TEXT SEGMENT »
Congress enacted the Real Estate Settlement Procedures Act (RESPA) in 1974 to ensure that consumers are provided with timely information on the nature and costs of the settlement process and are protected from unnecessarily high settlement charges that are the result of abusive practices. 12 USC § 2601(a). The ATG Underwriting Department receives many questions about various practices and procedures and whether they fall within the requirements of RESPA. We thought ATG members would find helpful a basic summary of RESPA, its purpose, scope, required disclosures, prohibited practices, and other information. See also our sidebar story on the ongoing RESPA reform situation.

Purpose

The act was intended to make changes in the settlement process that accomplish four objectives: (1) result in effective advance disclosure of settlement costs to home buyers and sellers; (2) eliminate kickbacks or referral fees that unnecessarily increase the costs of settlement services; (3) reduce the amounts home buyers are required to place in escrow accounts established to ensure the payment of real estate taxes and insurance; and (4) significantly reform and modernize local record keeping of land title information. 12 USC § 2619(b).

MATERIAL PROVIDED »
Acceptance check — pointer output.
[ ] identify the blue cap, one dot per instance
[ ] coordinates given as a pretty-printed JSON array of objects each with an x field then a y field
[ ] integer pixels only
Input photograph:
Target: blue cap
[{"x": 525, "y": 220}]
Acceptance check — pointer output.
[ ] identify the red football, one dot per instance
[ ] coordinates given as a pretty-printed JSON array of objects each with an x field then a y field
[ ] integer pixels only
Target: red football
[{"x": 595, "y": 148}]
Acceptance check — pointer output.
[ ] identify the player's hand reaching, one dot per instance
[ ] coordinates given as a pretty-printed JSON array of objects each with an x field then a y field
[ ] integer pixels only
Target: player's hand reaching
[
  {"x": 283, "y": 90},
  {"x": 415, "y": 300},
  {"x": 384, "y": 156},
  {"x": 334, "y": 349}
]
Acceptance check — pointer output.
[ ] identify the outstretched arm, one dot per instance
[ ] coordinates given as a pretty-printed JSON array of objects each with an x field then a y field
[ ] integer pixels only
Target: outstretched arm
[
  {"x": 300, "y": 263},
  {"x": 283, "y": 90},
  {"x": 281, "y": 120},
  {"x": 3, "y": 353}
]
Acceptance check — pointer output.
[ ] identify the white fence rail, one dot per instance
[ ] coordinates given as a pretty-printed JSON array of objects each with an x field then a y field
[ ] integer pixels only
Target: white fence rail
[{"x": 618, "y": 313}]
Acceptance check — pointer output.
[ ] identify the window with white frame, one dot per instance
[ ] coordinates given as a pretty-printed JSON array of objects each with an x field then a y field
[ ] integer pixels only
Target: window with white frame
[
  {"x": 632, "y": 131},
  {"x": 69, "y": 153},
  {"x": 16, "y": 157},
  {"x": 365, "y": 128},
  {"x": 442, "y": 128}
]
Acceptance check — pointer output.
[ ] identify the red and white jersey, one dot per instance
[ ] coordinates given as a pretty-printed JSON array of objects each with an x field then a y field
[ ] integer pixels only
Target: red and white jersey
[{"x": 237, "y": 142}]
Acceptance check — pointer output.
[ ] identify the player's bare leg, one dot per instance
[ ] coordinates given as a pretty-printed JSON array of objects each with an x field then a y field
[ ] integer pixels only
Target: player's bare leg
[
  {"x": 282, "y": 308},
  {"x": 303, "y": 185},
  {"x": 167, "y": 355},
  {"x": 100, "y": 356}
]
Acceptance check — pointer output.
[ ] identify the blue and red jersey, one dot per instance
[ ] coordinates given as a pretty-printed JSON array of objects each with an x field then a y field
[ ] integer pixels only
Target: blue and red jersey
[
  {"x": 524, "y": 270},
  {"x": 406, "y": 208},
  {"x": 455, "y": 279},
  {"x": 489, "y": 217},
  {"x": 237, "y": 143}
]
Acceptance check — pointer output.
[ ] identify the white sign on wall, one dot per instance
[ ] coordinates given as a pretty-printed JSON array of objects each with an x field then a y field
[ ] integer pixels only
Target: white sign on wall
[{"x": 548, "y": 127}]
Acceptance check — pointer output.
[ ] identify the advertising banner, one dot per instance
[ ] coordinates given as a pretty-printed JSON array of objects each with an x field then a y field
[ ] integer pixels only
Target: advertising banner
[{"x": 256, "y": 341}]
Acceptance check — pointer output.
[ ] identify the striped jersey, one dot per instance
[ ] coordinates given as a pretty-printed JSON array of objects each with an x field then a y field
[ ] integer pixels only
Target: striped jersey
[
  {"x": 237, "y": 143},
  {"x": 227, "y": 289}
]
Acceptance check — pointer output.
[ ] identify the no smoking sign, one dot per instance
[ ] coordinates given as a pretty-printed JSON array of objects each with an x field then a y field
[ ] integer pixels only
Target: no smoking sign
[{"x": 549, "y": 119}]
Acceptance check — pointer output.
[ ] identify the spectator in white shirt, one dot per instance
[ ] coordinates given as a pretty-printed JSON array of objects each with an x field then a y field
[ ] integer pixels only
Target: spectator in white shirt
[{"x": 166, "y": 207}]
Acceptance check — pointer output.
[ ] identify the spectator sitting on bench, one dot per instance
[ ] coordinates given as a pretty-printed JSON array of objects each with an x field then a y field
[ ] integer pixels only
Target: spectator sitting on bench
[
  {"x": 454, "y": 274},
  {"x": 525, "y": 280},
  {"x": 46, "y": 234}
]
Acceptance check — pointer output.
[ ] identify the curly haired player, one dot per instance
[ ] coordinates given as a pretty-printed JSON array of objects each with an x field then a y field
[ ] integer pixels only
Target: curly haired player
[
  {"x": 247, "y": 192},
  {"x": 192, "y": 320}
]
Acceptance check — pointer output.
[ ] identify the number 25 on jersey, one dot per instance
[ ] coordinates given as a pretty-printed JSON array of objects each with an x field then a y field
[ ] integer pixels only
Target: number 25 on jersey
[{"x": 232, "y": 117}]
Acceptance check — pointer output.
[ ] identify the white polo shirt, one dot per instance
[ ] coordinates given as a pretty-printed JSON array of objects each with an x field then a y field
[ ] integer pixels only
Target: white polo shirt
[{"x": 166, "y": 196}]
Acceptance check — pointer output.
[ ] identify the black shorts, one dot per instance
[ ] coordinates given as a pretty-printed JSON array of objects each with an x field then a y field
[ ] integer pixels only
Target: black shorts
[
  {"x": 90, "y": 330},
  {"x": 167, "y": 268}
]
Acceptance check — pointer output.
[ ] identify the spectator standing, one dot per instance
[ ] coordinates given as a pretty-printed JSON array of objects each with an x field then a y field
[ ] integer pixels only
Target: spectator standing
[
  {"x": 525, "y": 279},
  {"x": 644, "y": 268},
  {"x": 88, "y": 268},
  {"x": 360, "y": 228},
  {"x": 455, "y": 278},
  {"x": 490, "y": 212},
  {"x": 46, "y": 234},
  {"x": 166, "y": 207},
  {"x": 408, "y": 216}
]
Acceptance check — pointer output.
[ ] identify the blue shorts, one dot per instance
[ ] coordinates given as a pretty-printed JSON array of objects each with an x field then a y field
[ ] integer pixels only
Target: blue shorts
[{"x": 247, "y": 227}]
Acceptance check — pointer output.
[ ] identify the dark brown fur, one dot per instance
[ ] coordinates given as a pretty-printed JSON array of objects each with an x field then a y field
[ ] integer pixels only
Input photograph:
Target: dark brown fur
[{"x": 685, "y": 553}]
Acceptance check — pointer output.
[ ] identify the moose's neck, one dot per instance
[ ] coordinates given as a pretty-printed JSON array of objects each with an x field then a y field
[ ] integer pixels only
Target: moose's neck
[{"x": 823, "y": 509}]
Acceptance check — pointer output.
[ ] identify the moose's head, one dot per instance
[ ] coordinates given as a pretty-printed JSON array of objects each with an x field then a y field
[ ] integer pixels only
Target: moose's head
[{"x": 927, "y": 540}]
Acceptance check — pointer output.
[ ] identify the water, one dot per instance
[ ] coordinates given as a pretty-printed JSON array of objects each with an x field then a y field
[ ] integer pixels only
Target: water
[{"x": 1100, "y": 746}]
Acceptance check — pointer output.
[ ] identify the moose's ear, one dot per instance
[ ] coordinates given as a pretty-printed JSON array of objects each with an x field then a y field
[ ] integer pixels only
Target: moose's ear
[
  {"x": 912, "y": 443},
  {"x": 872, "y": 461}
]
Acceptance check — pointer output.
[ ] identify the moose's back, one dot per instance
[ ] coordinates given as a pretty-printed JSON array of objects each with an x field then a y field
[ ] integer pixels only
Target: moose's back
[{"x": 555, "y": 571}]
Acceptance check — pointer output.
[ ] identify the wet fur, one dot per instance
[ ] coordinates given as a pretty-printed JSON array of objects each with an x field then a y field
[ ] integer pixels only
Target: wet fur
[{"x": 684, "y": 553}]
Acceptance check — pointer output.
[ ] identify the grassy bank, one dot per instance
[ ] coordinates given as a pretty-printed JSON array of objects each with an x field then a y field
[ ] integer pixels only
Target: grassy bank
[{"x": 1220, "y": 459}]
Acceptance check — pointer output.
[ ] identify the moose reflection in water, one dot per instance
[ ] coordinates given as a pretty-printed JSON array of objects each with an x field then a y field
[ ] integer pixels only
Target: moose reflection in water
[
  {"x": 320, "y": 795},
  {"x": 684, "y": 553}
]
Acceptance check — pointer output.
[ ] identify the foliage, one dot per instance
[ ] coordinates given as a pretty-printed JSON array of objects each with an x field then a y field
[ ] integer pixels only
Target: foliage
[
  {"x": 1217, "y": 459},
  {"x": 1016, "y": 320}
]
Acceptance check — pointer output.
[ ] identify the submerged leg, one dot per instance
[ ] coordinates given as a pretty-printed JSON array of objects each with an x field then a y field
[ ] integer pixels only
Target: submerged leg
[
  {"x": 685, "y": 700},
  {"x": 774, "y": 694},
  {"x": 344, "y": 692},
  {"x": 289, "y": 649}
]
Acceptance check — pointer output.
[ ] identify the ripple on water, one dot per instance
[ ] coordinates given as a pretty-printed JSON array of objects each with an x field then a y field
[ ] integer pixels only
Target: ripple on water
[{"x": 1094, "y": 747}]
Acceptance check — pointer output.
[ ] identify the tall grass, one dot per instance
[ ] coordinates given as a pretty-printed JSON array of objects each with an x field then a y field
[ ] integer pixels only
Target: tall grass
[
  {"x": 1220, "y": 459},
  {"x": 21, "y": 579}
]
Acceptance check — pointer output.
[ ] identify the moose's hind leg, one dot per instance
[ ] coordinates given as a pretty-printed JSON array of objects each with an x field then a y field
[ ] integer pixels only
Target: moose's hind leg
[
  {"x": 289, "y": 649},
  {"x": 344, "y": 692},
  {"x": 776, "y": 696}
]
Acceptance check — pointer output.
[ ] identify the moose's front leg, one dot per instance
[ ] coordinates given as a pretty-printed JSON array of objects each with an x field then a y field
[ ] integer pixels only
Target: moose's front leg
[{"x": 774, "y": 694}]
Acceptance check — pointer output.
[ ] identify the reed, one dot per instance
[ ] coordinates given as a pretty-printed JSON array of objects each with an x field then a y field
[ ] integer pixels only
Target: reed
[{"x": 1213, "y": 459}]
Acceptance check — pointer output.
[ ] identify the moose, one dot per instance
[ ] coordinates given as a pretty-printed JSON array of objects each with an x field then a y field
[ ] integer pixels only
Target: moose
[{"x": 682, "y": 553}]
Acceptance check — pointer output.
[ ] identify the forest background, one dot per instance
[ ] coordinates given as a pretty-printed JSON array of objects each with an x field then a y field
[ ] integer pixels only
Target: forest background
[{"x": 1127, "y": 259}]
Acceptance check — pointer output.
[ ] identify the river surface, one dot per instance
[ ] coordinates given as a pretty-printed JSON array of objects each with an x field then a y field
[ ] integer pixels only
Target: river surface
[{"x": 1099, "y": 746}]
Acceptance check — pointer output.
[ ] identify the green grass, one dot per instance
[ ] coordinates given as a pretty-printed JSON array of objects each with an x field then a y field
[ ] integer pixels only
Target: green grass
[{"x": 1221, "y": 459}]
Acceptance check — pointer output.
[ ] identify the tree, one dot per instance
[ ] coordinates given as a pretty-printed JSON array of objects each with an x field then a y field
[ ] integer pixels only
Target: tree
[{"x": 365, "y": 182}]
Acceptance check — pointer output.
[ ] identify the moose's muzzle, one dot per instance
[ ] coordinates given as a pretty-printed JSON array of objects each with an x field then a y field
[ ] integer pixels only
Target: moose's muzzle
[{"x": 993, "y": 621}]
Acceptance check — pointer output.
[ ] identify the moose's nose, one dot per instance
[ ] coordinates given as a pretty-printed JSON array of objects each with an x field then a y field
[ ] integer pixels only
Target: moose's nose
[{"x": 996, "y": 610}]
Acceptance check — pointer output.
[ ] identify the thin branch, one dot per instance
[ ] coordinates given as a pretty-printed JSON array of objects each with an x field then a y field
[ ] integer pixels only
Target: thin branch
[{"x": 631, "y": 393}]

WORK INSTRUCTIONS »
[a] Answer these questions from the RESPA summary, one answer per line:
(i) In what year did Congress enact RESPA?
(ii) Which ATG department receives many questions about whether practices fall within RESPA's requirements?
(iii) Local record keeping of what kind of information was the act meant to reform and modernize?
[b] Reproduce the passage of the RESPA summary starting at "Congress enacted the" and ending at "RESPA reform situation.".

THE RESPONSES »
[a]
(i) 1974
(ii) The ATG Underwriting Department
(iii) Land title information

[b]
Congress enacted the Real Estate Settlement Procedures Act (RESPA) in 1974 to ensure that consumers are provided with timely information on the nature and costs of the settlement process and are protected from unnecessarily high settlement charges that are the result of abusive practices. 12 USC § 2601(a). The ATG Underwriting Department receives many questions about various practices and procedures and whether they fall within the requirements of RESPA. We thought ATG members would find helpful a basic summary of RESPA, its purpose, scope, required disclosures, prohibited practices, and other information. See also our sidebar story on the ongoing RESPA reform situation.